WRITTEN TASK.
Change every occurrence of "short-sleeved shirt" to "long-sleeved shirt" in the lines below, and leave the rest of the lines unchanged.

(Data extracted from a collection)
==========

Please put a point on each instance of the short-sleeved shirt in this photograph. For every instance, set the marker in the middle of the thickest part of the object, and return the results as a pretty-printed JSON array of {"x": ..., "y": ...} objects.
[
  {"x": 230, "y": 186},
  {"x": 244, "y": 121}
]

==========

COMPLETED TASK.
Please put a point on each instance of the long-sleeved shirt in this photograph. For every instance, set the marker in the middle of the thickest part of the object, and return the results as a pretty-printed JSON array of {"x": ..., "y": ...} objects.
[
  {"x": 230, "y": 186},
  {"x": 244, "y": 121}
]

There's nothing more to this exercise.